= Will Thomas (novelist) =

American novelist (born 1958)

Will Thomas, born 1958 in Bucks County, Pennsylvania, is an American novelist who writes a Victorian mystery series featuring Cyrus Barker, a Scottish detective or "private enquiry agent," and his Welsh assistant, Thomas Llewelyn. The Barker/Llewelyn novels are set in the 1880s and often feature historical events, people, and movements. Martial combat is a recurring theme throughout this hardboiled series. In interviews, Thomas has said that Barker is based on men such as Richard Francis Burton and Edward William Barton-Wright, founder of Bartitsu.

Prior to writing novels, Will Thomas wrote essays for Sherlock Holmes society publications and lectured on crime fiction of the Victorian era.

Will Thomas' first novel was nominated for a Barry Award and a Shamus Award, and won the 2005 Oklahoma Book Award. He has been employed as a librarian with the Tulsa City-County Library System, and featured on the cover of Library Journal. The Black Hand was nominated for a 2009 Shamus Award. Fatal Enquiry won the 2015 Oklahoma Book Award. ‘’Heart of the Nile’’ won the 2024 Shamus Award.

Will Thomas is a great fan of Rex Stout, author of the Nero Wolfe mysteries. Thomas studies Victorian martial arts such as Bartitsu and Hung Gar, which he uses in his novels.

====================

Written instruction 1 :: Show each line of the rows that contains the word "muddy".
The article about Will Thomas and the rows are unrelated material.

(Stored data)
====================

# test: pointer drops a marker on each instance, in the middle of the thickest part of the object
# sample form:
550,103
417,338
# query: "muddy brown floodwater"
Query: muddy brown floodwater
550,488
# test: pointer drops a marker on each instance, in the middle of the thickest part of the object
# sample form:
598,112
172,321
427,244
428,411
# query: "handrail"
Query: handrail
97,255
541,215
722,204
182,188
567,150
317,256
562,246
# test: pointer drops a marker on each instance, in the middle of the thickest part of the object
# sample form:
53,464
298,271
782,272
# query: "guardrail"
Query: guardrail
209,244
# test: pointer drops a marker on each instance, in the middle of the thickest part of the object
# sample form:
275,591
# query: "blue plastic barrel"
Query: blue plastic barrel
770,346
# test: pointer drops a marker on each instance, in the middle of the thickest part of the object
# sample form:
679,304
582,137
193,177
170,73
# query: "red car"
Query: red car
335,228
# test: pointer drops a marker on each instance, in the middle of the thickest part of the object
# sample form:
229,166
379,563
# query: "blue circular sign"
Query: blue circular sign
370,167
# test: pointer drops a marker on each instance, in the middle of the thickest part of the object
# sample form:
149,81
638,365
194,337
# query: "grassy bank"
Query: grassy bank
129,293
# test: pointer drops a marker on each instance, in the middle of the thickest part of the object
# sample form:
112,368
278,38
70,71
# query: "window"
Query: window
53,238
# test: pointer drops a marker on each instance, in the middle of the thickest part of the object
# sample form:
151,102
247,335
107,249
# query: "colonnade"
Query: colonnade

====================

Written instruction 2 :: Translate this sentence from the article about Will Thomas into Spanish: "Prior to writing novels, Will Thomas wrote essays for Sherlock Holmes society publications and lectured on crime fiction of the Victorian era."

Written reply 1 ::
# query: "muddy brown floodwater"
Query: muddy brown floodwater

Written reply 2 :: Antes de escribir novelas, Will Thomas escribió ensayos para publicaciones de sociedades dedicadas a Sherlock Holmes y dio conferencias sobre la ficción criminal de la época victoriana.